### PROVIDED RECORDS:
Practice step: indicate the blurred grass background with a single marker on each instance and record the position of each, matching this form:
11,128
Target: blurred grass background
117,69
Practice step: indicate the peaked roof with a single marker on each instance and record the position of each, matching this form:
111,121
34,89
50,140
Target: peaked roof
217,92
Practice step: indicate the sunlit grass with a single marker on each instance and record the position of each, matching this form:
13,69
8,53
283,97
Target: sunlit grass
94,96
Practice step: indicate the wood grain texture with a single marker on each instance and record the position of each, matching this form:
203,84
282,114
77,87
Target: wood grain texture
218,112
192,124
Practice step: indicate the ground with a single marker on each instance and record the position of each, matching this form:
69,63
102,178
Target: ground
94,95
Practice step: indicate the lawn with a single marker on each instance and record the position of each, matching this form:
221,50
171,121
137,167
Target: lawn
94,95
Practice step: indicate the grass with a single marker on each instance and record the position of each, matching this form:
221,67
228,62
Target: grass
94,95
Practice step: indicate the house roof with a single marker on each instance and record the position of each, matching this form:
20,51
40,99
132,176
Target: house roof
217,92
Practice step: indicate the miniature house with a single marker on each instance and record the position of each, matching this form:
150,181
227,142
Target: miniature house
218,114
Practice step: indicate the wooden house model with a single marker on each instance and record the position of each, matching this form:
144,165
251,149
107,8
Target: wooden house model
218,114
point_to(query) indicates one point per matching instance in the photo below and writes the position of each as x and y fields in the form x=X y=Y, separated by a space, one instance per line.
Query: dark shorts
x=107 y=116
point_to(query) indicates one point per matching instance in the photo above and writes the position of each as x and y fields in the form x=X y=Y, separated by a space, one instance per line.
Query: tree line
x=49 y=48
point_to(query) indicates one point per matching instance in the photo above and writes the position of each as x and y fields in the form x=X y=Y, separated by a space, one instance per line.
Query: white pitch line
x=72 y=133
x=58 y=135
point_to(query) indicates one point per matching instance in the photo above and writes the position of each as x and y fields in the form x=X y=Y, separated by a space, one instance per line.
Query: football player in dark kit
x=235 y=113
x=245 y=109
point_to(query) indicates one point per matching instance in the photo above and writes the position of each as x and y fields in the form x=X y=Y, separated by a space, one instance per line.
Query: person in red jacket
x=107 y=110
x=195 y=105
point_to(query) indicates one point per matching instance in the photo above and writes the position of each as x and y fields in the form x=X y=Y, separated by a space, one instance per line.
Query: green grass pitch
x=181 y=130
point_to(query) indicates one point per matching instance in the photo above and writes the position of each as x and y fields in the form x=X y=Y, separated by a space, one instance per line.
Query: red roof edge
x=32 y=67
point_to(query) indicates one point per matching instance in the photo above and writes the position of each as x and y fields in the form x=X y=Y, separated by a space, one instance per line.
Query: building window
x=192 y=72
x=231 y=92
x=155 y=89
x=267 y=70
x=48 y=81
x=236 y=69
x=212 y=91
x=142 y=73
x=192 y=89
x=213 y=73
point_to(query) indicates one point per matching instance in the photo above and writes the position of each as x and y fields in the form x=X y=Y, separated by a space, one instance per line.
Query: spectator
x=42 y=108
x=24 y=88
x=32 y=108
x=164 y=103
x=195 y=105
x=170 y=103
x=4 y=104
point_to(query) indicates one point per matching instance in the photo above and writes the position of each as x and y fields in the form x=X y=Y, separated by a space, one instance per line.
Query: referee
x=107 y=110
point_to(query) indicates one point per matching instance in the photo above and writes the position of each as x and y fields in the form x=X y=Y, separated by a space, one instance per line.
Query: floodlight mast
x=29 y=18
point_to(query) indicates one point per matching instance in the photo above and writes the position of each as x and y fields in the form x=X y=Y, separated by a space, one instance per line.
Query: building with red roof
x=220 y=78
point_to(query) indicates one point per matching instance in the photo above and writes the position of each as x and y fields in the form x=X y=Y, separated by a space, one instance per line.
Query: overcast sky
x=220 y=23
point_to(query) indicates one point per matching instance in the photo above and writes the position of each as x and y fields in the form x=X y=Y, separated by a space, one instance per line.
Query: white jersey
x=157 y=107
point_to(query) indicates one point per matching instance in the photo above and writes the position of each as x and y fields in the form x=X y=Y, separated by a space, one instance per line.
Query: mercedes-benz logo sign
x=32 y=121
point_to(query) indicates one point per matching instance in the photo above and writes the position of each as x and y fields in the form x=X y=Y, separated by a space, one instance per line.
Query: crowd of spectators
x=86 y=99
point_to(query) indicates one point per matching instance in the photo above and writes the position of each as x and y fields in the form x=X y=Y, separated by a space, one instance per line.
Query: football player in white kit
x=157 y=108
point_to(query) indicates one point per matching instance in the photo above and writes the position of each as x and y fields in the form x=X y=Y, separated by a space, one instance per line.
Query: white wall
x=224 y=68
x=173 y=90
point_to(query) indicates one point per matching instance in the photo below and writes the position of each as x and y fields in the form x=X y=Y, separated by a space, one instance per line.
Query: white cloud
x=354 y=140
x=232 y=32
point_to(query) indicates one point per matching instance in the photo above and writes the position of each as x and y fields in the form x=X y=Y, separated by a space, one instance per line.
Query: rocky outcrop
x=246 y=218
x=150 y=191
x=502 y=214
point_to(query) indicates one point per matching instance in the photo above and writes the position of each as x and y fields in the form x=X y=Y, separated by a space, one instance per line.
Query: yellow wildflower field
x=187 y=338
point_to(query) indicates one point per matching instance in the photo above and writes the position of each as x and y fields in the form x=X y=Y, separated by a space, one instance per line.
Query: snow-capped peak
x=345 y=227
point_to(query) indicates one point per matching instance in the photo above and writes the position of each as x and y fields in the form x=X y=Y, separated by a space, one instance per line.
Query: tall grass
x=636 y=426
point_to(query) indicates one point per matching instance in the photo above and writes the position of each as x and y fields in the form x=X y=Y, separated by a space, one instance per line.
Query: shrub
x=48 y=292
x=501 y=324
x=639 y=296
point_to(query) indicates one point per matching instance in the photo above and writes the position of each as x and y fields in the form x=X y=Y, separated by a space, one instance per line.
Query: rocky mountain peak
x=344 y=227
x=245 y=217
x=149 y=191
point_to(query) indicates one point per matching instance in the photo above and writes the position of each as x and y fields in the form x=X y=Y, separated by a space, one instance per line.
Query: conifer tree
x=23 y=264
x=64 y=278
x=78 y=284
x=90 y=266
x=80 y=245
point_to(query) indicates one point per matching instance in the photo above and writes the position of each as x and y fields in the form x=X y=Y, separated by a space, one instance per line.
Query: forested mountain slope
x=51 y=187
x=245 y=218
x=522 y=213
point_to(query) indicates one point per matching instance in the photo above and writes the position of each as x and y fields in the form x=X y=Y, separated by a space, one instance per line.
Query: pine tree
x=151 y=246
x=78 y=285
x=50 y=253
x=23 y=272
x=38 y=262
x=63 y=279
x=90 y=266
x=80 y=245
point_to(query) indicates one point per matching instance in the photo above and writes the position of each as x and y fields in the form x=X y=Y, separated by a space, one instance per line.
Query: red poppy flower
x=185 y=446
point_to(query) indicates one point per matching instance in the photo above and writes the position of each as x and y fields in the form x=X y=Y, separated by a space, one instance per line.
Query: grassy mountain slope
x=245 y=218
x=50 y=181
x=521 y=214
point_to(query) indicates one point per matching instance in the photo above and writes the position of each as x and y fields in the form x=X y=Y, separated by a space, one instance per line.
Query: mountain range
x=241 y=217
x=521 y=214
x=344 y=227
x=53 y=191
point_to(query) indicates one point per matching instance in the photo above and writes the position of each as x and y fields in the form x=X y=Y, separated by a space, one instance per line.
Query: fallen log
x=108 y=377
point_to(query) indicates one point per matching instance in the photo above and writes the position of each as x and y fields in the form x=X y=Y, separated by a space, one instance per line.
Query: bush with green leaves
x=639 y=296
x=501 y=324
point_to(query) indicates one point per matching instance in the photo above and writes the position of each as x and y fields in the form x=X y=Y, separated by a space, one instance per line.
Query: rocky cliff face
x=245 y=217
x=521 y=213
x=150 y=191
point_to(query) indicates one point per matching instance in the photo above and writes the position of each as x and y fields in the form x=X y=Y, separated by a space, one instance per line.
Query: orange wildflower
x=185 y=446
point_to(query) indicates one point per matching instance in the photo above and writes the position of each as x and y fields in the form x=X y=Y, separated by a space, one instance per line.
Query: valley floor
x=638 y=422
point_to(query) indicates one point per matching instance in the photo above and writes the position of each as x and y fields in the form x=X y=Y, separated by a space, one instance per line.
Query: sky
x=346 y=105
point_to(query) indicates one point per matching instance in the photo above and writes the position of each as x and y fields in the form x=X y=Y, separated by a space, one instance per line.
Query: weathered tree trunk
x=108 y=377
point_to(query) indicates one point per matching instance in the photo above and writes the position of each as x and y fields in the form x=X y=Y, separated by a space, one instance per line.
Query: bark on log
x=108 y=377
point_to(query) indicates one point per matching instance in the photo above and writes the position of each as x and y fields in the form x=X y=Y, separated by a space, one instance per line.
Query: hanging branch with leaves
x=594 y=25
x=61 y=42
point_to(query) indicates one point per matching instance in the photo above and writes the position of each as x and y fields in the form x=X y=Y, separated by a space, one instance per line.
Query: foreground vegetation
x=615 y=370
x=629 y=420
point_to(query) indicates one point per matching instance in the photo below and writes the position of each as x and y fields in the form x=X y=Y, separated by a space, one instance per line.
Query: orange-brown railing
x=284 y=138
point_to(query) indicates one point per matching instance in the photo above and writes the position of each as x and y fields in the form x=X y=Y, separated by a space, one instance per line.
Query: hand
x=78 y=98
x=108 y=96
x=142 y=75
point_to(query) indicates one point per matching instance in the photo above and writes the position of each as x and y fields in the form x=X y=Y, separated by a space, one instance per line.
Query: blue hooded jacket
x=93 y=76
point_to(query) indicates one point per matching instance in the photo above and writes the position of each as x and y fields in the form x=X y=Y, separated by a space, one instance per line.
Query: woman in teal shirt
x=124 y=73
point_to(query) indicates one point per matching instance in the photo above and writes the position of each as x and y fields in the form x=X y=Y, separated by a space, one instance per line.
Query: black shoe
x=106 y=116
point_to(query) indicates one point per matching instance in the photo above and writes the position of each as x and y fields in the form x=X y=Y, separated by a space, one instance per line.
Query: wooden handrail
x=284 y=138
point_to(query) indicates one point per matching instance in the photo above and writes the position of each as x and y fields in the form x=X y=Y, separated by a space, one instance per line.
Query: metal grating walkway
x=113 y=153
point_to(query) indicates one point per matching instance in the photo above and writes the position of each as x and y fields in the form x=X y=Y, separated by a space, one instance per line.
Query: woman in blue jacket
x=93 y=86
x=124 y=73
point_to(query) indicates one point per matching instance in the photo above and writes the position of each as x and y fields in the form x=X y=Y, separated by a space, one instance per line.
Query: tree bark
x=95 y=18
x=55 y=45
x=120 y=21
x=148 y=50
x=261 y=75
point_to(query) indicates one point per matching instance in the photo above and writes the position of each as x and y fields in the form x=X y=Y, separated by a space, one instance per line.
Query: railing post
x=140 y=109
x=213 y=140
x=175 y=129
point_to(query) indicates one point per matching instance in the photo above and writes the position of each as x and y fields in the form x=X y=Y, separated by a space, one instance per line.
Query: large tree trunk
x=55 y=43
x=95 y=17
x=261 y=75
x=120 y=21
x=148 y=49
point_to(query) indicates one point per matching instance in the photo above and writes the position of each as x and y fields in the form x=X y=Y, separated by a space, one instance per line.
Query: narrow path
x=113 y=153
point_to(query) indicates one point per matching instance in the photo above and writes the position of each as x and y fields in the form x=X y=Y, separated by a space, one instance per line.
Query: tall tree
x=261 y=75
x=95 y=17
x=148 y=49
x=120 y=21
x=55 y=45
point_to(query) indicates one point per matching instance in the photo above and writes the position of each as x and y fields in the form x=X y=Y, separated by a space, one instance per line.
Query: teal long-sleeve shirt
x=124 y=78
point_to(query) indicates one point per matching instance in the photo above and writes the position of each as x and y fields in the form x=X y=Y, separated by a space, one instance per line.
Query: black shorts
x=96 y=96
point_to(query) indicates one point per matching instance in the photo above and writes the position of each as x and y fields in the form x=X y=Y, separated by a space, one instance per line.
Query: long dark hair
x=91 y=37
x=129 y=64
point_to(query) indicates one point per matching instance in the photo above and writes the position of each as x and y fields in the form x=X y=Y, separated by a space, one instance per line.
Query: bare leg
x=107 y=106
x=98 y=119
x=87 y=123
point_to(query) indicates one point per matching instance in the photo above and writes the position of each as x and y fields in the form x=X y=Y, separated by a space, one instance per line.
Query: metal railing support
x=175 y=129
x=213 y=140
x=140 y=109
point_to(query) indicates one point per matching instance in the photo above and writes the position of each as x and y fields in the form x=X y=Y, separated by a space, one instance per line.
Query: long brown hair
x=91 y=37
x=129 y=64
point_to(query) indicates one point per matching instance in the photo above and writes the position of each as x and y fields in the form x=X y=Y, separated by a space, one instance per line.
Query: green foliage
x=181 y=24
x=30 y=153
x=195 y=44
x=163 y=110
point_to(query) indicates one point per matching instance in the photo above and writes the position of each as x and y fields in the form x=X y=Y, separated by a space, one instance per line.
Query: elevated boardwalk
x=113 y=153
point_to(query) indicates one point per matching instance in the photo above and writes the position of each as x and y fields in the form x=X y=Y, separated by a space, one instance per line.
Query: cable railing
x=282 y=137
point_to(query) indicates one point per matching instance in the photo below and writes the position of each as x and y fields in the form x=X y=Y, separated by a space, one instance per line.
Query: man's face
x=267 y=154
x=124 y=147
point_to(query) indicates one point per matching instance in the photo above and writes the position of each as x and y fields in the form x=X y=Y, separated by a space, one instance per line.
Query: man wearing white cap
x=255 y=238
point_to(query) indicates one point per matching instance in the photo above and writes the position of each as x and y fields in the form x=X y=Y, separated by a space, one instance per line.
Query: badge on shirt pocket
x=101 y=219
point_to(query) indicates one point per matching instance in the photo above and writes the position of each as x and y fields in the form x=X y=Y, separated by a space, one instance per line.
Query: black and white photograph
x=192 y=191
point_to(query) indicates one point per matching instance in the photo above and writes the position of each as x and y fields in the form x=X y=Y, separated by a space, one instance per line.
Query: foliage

### WORK TO BE COMPLETED:
Count how many lines of the data above contain the string "jacket", treating uppercase and lowercase as distinct, and give only that number.

### WRITTEN ANSWER:
3